= INSTRUCTIONS FOR THE TASK =
Format the lines from the start of the rows through the line containing "223], [125, 221]]]" as a numbered list, skipping any blank lines.

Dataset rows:
+++++

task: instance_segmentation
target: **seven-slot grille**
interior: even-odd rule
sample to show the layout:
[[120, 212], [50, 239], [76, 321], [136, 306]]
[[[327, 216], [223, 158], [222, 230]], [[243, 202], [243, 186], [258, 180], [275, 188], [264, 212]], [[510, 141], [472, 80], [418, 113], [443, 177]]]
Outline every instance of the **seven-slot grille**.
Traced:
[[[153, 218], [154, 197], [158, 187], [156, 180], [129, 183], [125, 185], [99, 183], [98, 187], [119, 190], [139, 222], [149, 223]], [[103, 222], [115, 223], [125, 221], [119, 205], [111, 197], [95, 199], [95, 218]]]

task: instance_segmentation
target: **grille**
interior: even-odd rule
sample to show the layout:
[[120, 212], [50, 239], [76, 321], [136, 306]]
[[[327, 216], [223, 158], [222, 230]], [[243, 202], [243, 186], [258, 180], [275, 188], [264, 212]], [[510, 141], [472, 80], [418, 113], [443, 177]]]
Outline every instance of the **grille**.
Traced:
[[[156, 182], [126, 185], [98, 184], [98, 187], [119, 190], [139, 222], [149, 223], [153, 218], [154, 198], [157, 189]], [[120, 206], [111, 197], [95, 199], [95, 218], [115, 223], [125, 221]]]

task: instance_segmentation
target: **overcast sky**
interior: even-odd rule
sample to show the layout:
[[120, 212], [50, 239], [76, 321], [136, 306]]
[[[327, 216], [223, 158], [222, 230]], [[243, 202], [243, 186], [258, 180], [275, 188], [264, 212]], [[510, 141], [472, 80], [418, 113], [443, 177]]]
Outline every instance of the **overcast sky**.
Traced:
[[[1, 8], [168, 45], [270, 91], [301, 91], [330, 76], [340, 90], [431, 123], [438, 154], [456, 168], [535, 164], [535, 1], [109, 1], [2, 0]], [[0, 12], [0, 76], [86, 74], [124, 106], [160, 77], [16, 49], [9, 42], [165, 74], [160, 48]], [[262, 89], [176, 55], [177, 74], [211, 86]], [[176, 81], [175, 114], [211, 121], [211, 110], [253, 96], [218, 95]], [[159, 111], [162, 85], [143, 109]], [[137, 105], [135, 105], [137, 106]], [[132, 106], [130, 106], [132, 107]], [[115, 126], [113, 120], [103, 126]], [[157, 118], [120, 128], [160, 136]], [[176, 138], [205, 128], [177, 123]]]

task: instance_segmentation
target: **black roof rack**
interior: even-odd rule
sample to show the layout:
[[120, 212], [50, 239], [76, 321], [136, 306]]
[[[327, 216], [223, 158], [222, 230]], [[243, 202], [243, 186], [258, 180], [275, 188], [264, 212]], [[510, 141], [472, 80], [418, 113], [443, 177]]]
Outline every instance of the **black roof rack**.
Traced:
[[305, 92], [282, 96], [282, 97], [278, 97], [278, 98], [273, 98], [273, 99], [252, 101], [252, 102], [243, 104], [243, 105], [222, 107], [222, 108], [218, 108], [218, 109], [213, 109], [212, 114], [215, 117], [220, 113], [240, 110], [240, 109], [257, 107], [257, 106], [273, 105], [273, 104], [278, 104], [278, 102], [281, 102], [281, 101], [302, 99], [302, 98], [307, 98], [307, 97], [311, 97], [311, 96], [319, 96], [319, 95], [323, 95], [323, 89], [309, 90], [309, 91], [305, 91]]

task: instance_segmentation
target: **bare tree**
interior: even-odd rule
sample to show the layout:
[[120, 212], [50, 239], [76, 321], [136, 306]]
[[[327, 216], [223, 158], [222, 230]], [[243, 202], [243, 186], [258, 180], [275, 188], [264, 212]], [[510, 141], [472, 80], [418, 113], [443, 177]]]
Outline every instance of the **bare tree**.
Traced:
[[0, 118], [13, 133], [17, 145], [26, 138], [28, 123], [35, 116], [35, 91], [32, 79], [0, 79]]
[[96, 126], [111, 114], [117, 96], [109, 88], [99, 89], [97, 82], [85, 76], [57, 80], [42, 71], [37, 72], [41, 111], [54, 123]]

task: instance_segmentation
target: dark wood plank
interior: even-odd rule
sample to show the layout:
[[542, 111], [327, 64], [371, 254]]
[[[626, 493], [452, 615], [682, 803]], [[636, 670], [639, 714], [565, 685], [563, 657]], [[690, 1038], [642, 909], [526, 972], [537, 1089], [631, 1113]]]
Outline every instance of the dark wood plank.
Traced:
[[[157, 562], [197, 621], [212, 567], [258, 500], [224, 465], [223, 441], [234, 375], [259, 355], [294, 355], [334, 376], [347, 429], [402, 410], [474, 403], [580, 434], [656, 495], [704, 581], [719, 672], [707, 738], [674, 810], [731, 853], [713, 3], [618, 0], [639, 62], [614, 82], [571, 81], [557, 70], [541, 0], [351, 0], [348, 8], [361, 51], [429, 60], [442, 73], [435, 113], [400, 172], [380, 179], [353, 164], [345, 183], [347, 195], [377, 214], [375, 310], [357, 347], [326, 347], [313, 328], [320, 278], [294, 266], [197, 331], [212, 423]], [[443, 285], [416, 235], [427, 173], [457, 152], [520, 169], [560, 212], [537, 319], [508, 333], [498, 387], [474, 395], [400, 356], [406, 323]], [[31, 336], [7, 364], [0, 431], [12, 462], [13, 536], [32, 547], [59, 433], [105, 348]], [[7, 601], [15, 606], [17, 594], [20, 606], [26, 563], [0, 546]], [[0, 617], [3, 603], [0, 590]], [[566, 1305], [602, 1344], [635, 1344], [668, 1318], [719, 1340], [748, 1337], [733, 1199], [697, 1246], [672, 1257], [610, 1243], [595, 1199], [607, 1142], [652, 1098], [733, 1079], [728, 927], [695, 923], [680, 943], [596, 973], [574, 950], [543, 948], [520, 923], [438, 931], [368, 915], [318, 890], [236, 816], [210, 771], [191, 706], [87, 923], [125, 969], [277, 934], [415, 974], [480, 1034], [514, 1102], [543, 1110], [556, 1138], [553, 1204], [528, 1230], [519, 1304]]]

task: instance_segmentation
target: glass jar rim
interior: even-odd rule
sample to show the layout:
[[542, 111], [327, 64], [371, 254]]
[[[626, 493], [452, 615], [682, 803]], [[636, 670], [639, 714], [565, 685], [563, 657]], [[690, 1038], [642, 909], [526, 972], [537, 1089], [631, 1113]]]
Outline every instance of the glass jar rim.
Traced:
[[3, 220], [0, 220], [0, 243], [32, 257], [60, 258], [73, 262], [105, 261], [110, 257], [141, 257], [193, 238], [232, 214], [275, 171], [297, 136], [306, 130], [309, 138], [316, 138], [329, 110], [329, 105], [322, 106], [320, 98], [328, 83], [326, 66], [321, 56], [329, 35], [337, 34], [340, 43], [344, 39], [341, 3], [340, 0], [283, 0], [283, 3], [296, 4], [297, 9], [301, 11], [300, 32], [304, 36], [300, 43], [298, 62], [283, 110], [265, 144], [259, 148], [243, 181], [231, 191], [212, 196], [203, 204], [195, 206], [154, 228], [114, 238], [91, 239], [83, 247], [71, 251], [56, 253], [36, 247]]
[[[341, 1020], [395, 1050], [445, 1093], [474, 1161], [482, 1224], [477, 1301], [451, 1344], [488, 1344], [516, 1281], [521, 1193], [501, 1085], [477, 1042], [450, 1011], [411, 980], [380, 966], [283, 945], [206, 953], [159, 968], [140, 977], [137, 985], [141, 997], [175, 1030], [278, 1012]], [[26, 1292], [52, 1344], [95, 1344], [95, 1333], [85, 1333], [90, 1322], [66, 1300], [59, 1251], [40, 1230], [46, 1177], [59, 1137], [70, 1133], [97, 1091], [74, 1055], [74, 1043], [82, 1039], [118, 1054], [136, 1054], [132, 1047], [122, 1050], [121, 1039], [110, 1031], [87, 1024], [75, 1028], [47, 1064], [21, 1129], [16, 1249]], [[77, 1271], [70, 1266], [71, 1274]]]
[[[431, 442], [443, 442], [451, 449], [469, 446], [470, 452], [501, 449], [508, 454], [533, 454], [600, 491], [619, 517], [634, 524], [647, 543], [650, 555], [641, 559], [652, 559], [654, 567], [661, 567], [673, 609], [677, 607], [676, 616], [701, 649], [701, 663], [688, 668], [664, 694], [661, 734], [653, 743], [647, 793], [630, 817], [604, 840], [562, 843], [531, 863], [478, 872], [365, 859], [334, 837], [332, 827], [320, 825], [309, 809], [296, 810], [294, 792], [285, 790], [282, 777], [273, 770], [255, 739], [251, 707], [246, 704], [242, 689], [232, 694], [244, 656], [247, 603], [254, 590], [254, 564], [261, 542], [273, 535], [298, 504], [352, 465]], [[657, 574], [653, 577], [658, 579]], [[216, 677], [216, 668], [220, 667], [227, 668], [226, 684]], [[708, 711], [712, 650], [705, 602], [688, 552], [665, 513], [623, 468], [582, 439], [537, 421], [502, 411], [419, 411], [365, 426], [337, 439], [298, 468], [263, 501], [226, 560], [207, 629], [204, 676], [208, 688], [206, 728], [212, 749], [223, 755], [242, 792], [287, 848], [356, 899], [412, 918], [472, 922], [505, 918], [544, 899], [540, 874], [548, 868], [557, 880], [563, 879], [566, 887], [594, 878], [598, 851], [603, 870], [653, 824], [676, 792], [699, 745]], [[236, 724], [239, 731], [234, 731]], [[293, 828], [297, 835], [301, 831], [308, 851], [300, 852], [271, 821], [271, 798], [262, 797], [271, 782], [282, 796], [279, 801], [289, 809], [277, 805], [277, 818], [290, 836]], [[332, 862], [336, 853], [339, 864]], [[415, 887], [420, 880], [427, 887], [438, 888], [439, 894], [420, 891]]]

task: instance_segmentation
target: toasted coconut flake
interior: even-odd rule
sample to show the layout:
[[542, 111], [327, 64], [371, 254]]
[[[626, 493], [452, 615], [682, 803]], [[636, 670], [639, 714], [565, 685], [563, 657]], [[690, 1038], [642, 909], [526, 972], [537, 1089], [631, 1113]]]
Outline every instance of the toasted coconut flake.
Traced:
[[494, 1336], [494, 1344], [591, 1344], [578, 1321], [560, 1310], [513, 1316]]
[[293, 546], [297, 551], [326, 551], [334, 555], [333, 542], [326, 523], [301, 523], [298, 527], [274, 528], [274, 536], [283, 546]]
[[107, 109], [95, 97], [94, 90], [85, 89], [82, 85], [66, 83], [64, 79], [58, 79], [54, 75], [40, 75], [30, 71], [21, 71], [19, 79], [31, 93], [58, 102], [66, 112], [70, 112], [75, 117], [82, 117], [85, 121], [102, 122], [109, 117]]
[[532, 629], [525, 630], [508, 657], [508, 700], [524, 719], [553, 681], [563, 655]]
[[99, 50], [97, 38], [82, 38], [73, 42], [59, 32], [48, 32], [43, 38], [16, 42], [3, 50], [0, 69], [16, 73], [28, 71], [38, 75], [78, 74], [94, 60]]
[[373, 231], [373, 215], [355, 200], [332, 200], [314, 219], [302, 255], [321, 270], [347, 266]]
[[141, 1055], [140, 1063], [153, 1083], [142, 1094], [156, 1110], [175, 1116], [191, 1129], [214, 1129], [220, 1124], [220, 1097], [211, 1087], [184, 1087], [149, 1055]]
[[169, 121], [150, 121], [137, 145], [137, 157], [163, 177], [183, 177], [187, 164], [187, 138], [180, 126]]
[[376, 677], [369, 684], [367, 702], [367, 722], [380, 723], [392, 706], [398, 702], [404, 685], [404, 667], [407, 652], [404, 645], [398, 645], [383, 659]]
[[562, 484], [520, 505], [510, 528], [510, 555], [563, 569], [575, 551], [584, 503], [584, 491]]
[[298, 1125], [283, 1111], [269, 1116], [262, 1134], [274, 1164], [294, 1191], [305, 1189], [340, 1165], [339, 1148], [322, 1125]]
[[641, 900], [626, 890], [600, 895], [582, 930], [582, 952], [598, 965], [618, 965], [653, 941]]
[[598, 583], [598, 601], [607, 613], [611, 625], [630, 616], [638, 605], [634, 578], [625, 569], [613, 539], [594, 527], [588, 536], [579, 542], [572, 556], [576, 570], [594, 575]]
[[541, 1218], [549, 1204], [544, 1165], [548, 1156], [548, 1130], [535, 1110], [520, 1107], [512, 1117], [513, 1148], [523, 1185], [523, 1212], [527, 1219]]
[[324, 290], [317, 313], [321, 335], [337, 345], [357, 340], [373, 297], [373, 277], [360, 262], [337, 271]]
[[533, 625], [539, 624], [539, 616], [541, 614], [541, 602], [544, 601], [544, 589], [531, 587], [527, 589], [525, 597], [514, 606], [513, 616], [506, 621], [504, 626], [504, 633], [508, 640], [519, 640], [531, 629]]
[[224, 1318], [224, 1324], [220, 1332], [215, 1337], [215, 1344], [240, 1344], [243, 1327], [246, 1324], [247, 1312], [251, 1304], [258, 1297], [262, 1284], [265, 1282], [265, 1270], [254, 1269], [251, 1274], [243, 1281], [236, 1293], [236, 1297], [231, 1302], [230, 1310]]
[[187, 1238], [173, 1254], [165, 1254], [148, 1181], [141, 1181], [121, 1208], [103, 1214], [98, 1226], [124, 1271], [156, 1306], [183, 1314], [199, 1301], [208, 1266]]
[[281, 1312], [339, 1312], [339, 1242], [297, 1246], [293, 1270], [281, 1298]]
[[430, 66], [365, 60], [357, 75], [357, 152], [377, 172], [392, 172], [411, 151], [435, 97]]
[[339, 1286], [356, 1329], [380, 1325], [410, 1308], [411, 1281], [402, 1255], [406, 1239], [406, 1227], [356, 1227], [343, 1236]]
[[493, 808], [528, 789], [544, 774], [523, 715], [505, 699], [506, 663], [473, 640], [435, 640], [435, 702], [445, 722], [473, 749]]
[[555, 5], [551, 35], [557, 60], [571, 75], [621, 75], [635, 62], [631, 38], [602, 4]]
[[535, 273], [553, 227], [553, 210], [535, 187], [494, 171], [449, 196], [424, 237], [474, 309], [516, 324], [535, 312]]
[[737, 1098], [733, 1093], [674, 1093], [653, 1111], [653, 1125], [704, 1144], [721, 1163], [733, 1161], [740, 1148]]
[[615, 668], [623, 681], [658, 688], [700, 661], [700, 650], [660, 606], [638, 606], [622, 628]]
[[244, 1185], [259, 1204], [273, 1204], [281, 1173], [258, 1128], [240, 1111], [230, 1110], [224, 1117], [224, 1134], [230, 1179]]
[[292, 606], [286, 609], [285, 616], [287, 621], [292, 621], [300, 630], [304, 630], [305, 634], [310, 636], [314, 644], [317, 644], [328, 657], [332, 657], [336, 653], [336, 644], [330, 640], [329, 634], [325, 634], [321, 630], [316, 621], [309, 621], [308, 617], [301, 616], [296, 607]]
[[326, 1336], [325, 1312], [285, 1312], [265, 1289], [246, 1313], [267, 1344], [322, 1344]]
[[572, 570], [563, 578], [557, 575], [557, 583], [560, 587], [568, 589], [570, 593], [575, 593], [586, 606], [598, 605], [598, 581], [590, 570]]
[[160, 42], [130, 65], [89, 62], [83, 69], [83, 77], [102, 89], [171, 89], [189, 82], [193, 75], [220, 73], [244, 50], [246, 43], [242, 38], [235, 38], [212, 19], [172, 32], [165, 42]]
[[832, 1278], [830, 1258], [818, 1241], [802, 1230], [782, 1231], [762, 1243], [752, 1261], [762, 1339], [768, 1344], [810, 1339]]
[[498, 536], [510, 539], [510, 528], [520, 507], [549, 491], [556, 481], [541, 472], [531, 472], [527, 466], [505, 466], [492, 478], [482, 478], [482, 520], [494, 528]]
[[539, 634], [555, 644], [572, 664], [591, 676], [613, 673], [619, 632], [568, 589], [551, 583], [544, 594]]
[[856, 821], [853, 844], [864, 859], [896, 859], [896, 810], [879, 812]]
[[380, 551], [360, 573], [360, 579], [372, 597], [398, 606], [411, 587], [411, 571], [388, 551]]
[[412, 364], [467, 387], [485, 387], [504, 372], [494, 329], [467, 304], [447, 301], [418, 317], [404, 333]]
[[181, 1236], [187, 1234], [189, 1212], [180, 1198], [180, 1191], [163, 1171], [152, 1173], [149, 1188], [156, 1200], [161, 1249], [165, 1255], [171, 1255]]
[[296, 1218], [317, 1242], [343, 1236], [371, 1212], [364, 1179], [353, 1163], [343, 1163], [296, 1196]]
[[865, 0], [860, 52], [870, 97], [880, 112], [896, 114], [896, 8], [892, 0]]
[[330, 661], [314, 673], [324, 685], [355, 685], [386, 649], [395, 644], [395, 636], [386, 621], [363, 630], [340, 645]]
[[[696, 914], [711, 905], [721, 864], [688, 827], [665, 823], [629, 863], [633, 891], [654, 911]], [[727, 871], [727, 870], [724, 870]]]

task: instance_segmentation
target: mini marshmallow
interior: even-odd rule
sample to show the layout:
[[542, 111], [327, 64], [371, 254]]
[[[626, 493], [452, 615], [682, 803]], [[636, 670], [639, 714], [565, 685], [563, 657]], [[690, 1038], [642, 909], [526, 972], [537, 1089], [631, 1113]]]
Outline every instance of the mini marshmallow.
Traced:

+++++

= COMPLETE ANSWER =
1. task: instance_segmentation
2. target: **seven-slot grille**
3. interior: even-odd rule
4. sample to show the layout:
5. [[120, 212], [50, 239], [76, 321], [136, 306]]
6. [[[327, 216], [223, 158], [222, 230]], [[243, 202], [243, 186], [258, 180], [275, 188], [264, 212]], [[510, 141], [472, 80], [418, 113], [443, 177]]]
7. Outline every instance of the **seven-slot grille**.
8. Traced:
9. [[[153, 218], [154, 197], [158, 187], [156, 180], [129, 183], [125, 185], [99, 183], [98, 187], [119, 190], [139, 222], [149, 223]], [[103, 222], [115, 223], [125, 221], [119, 205], [111, 197], [95, 199], [95, 218]]]
10. task: instance_segmentation
11. target: **grille**
12. interior: even-odd rule
13. sample to show the layout:
14. [[120, 212], [50, 239], [76, 321], [136, 306]]
15. [[[327, 216], [223, 158], [222, 230]], [[243, 202], [243, 186], [258, 180], [275, 188], [264, 212]], [[510, 141], [472, 80], [418, 113], [443, 177]]]
16. Outline every instance of the **grille**.
17. Traced:
18. [[[156, 182], [126, 185], [98, 184], [98, 187], [119, 190], [139, 222], [149, 223], [153, 218], [154, 198], [157, 189]], [[120, 206], [111, 197], [95, 199], [95, 218], [115, 223], [125, 221]]]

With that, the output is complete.